** YOUR OBJECTIVE **
Repeat the entries verbatim.

** EXERCISE INPUT **
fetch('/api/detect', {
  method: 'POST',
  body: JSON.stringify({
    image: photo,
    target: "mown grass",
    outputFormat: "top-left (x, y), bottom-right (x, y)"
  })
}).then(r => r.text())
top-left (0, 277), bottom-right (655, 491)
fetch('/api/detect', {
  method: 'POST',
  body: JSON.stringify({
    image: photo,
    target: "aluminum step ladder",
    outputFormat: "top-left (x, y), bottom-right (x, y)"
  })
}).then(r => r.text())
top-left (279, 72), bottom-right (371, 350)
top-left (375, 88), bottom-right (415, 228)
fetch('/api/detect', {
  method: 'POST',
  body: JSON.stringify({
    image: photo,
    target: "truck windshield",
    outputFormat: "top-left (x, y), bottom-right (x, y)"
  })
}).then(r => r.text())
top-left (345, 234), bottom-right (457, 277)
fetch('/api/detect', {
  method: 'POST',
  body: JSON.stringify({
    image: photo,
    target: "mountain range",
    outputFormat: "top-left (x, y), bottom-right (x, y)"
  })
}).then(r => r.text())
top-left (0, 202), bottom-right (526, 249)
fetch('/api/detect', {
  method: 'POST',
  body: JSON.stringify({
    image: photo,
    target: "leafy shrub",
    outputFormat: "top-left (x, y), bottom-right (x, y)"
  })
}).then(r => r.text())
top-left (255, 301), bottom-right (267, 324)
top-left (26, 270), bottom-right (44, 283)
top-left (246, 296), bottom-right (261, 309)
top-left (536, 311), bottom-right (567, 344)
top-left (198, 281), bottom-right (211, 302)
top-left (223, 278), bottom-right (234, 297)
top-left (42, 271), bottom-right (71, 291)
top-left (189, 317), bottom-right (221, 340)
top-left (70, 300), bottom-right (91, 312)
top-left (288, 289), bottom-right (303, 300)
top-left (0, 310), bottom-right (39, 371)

** SOLUTION TO THE PROBLEM **
fetch('/api/detect', {
  method: 'POST',
  body: JSON.stringify({
    image: photo,
    target: "mown grass",
    outputFormat: "top-left (x, y), bottom-right (x, y)"
  })
}).then(r => r.text())
top-left (0, 277), bottom-right (655, 491)
fetch('/api/detect', {
  method: 'POST',
  body: JSON.stringify({
    image: photo,
    target: "aluminum step ladder",
    outputFormat: "top-left (x, y), bottom-right (x, y)"
  })
}).then(r => r.text())
top-left (279, 72), bottom-right (371, 350)
top-left (375, 88), bottom-right (415, 228)
fetch('/api/detect', {
  method: 'POST',
  body: JSON.stringify({
    image: photo,
    target: "truck windshield",
    outputFormat: "top-left (x, y), bottom-right (x, y)"
  })
}).then(r => r.text())
top-left (345, 234), bottom-right (457, 277)
fetch('/api/detect', {
  method: 'POST',
  body: JSON.stringify({
    image: photo,
    target: "mountain range",
    outputFormat: "top-left (x, y), bottom-right (x, y)"
  })
}).then(r => r.text())
top-left (0, 202), bottom-right (526, 249)
fetch('/api/detect', {
  method: 'POST',
  body: JSON.stringify({
    image: photo,
    target: "leafy shrub",
    outputFormat: "top-left (x, y), bottom-right (x, y)"
  })
}).then(r => r.text())
top-left (255, 301), bottom-right (267, 324)
top-left (26, 270), bottom-right (44, 283)
top-left (246, 296), bottom-right (261, 309)
top-left (536, 311), bottom-right (567, 344)
top-left (198, 281), bottom-right (211, 302)
top-left (223, 278), bottom-right (234, 297)
top-left (42, 271), bottom-right (71, 291)
top-left (189, 317), bottom-right (221, 340)
top-left (70, 300), bottom-right (91, 312)
top-left (288, 289), bottom-right (303, 300)
top-left (0, 310), bottom-right (39, 371)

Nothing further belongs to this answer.